*DATA SHOWN:*
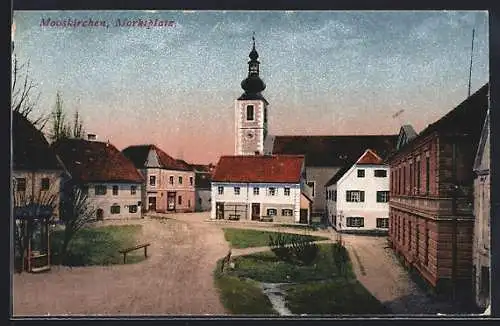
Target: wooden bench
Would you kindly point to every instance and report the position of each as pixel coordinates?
(234, 217)
(127, 250)
(266, 218)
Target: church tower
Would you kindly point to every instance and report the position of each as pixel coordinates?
(251, 111)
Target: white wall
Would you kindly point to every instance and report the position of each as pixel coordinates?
(247, 196)
(123, 199)
(370, 209)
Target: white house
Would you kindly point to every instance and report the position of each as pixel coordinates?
(111, 181)
(482, 206)
(358, 196)
(260, 188)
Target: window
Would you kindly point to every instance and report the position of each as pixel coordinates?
(355, 221)
(427, 175)
(21, 184)
(355, 196)
(115, 209)
(250, 113)
(312, 185)
(100, 189)
(132, 208)
(272, 212)
(382, 223)
(45, 184)
(418, 176)
(382, 196)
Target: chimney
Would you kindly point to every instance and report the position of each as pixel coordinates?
(91, 137)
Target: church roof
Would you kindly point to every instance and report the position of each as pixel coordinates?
(330, 151)
(259, 168)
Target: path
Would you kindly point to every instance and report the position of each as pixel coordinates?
(176, 279)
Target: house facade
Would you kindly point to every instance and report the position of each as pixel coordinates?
(327, 155)
(109, 179)
(482, 207)
(431, 216)
(169, 183)
(357, 199)
(260, 188)
(37, 172)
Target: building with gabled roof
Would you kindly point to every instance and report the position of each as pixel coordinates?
(431, 200)
(169, 183)
(357, 196)
(261, 187)
(110, 180)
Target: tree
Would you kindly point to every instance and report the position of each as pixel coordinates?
(76, 212)
(23, 99)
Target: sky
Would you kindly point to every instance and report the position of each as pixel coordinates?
(326, 72)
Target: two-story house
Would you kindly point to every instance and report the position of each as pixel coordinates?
(431, 218)
(260, 187)
(169, 183)
(358, 196)
(110, 180)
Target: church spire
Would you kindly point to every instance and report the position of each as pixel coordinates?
(253, 84)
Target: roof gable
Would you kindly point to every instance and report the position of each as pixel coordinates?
(272, 169)
(322, 151)
(92, 161)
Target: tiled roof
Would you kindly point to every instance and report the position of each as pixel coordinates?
(138, 154)
(31, 151)
(259, 168)
(321, 151)
(369, 157)
(466, 119)
(92, 161)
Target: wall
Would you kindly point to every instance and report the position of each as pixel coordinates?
(33, 188)
(370, 209)
(124, 199)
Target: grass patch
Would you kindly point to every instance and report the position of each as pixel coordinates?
(332, 298)
(247, 238)
(266, 267)
(241, 296)
(98, 245)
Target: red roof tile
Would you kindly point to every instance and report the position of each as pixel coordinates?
(92, 161)
(273, 169)
(369, 157)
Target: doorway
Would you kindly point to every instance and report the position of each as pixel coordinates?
(171, 201)
(219, 209)
(255, 211)
(152, 204)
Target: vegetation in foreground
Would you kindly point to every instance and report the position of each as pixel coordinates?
(326, 286)
(97, 246)
(247, 238)
(241, 296)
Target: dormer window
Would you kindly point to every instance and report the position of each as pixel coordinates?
(250, 113)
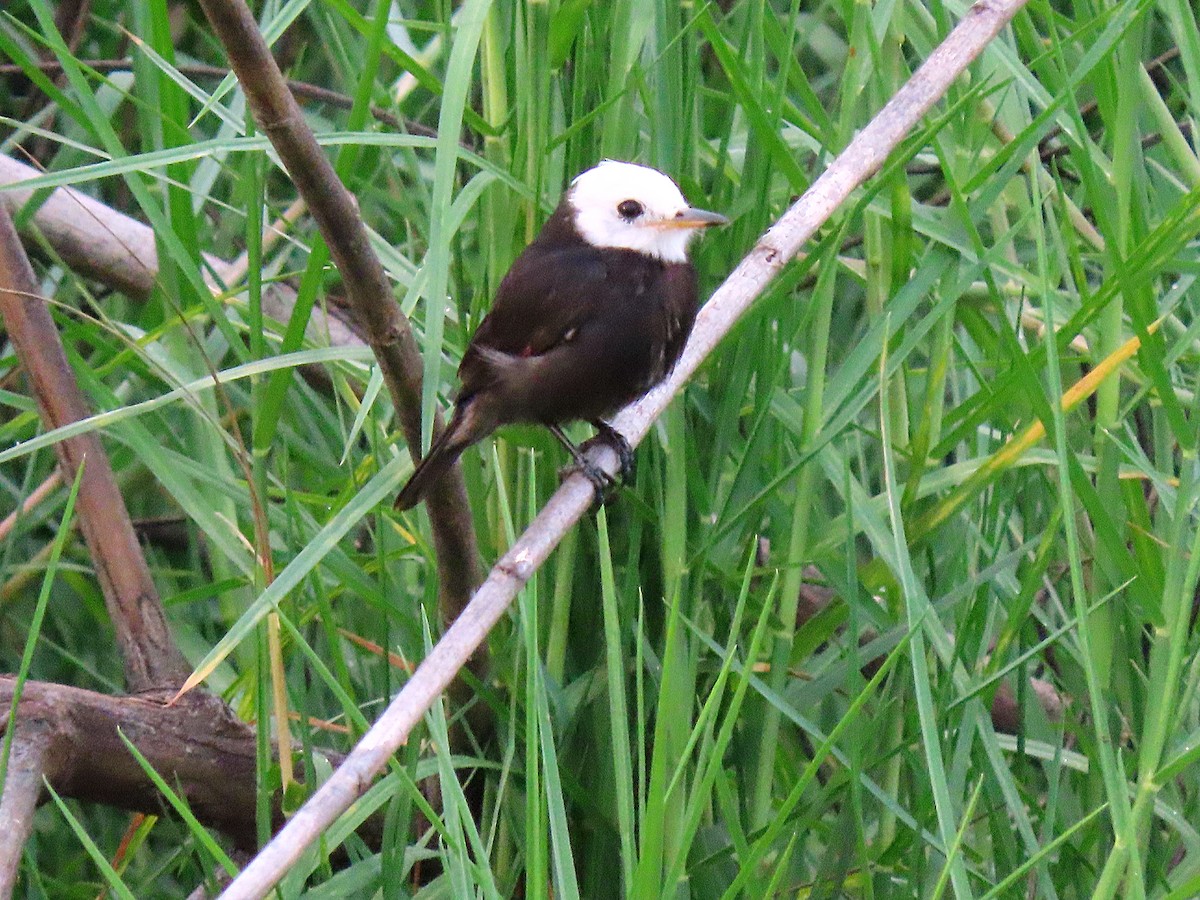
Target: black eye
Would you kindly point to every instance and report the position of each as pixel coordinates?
(629, 209)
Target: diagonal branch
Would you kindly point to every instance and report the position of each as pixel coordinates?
(864, 155)
(369, 293)
(151, 658)
(22, 787)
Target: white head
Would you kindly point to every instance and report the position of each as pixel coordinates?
(618, 204)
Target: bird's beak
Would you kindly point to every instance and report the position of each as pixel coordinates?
(693, 217)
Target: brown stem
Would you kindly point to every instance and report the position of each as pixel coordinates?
(151, 658)
(197, 745)
(369, 293)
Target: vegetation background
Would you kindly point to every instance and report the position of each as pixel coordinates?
(900, 601)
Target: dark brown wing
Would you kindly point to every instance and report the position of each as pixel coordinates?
(543, 301)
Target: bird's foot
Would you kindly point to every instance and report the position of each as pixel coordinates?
(601, 481)
(615, 439)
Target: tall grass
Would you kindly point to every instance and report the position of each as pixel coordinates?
(988, 515)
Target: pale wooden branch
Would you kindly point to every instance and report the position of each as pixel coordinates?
(864, 155)
(153, 660)
(22, 787)
(369, 293)
(99, 243)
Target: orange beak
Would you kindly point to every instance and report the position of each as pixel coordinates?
(691, 217)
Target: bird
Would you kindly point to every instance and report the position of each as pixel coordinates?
(591, 316)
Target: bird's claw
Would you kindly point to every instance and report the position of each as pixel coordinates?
(601, 481)
(619, 444)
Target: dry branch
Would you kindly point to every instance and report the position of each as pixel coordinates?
(864, 155)
(197, 745)
(369, 293)
(153, 661)
(115, 250)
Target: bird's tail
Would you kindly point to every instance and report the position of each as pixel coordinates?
(445, 450)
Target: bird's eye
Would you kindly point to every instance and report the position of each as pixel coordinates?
(629, 209)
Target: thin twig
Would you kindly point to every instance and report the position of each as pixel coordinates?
(858, 161)
(367, 289)
(153, 661)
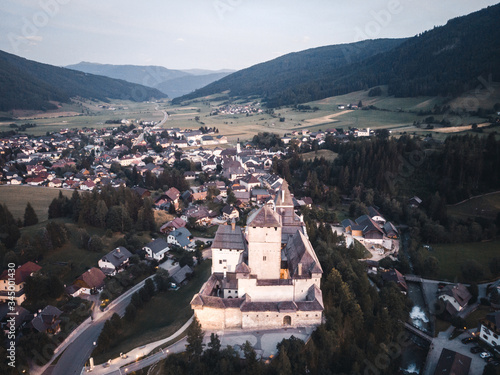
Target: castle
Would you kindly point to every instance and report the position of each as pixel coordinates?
(266, 276)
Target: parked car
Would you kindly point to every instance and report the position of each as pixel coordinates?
(485, 355)
(468, 339)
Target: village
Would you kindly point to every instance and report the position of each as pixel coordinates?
(237, 181)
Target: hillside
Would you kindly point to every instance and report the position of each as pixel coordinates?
(143, 75)
(447, 60)
(292, 70)
(184, 85)
(26, 84)
(171, 82)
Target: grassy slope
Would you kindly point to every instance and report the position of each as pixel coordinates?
(16, 198)
(452, 256)
(327, 154)
(162, 316)
(486, 206)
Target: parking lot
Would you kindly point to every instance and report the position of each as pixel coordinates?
(443, 342)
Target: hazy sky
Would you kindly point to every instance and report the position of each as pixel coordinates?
(208, 34)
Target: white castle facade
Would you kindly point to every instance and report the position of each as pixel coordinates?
(267, 276)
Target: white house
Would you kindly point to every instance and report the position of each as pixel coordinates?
(180, 237)
(489, 329)
(265, 277)
(156, 249)
(456, 297)
(114, 261)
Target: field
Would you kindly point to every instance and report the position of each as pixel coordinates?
(89, 115)
(486, 206)
(452, 256)
(16, 198)
(162, 316)
(397, 114)
(327, 154)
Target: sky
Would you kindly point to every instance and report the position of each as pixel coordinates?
(207, 34)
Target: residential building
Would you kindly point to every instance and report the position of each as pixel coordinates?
(115, 261)
(156, 249)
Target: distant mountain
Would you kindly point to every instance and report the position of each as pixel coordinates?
(184, 85)
(26, 84)
(169, 81)
(282, 74)
(201, 72)
(150, 75)
(447, 60)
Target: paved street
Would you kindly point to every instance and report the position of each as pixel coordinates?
(263, 341)
(77, 347)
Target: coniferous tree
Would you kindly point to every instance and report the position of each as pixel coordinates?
(195, 334)
(30, 217)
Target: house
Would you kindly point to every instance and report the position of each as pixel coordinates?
(13, 281)
(156, 249)
(489, 330)
(370, 229)
(173, 225)
(452, 363)
(390, 230)
(180, 237)
(141, 192)
(20, 314)
(376, 216)
(182, 274)
(264, 277)
(87, 185)
(91, 281)
(229, 212)
(115, 261)
(455, 297)
(249, 182)
(173, 196)
(47, 320)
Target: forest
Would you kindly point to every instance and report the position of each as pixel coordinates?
(445, 61)
(28, 84)
(361, 333)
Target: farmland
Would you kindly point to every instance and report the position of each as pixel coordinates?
(16, 198)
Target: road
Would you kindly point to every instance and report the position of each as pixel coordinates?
(77, 350)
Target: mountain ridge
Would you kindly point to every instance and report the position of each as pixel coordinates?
(446, 61)
(27, 84)
(172, 82)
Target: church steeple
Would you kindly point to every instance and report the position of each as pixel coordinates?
(284, 205)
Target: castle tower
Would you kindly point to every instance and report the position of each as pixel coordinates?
(264, 244)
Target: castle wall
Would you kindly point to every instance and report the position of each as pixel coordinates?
(212, 318)
(251, 320)
(264, 293)
(225, 260)
(264, 252)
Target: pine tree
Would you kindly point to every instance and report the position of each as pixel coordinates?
(30, 217)
(195, 334)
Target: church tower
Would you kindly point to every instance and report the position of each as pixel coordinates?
(283, 204)
(264, 244)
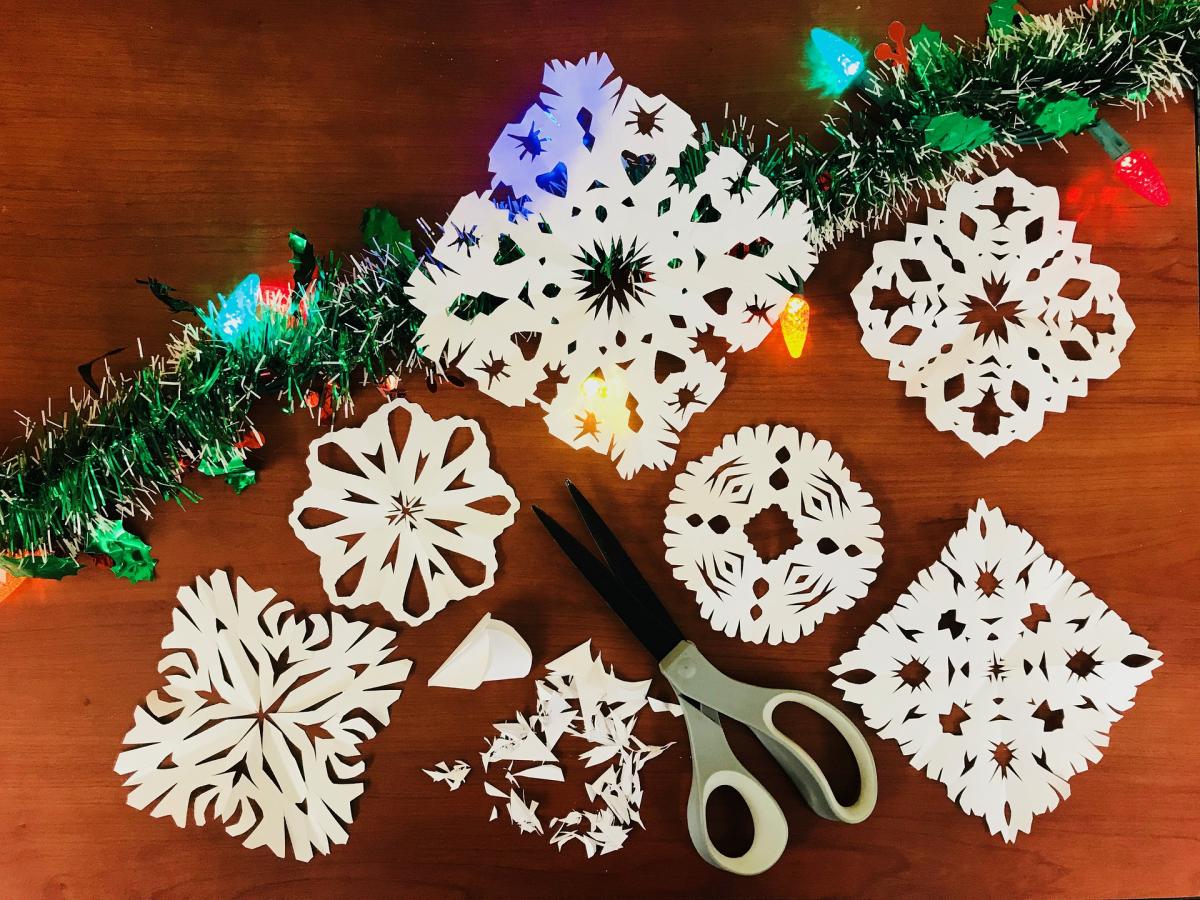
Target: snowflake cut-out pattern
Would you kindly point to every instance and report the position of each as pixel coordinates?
(403, 510)
(832, 555)
(991, 312)
(261, 718)
(999, 673)
(605, 279)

*WRITTEN INSTRUCTION:*
Everything from the line containing "Target: castle wall" to the last line of the listing above must be reproduced exactly, with no pictures included.

*ANSWER BELOW:*
Target: castle wall
Would you kindly point to every instance and report the position of each as pixel coordinates?
(212, 318)
(251, 320)
(264, 293)
(225, 260)
(264, 252)
Target: pine tree
Would you kindly point to every instance and report the position of each as pixel coordinates?
(30, 217)
(195, 334)
Target: church tower
Would you kindly point to every instance and report the position of each as pixel coordinates?
(283, 204)
(264, 244)
Target: snowflake cut-out pattern
Would you kindly point to every instance and report the position of each as pixel coordinates?
(403, 510)
(832, 555)
(991, 312)
(261, 718)
(999, 673)
(605, 279)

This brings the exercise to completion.